Entries supplied:
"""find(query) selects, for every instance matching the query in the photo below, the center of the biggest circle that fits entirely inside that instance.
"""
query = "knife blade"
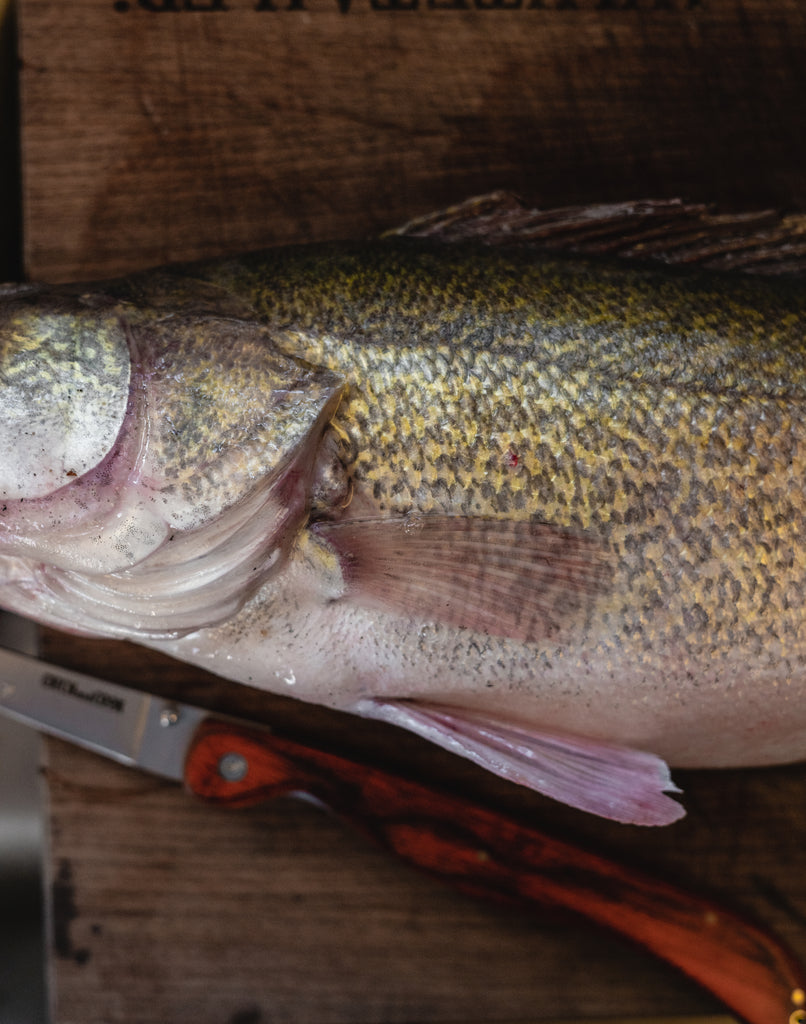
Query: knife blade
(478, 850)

---

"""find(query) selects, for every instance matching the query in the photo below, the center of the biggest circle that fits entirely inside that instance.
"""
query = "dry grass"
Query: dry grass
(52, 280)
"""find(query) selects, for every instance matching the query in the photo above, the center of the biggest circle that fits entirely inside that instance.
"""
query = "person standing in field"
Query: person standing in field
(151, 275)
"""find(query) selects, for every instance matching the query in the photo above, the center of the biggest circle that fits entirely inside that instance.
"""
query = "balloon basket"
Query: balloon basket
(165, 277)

What you are asked to do: Locate every line in the listing that contains the word "person" and copy each one.

Result for this exercise:
query = "person standing in field"
Query: person standing in field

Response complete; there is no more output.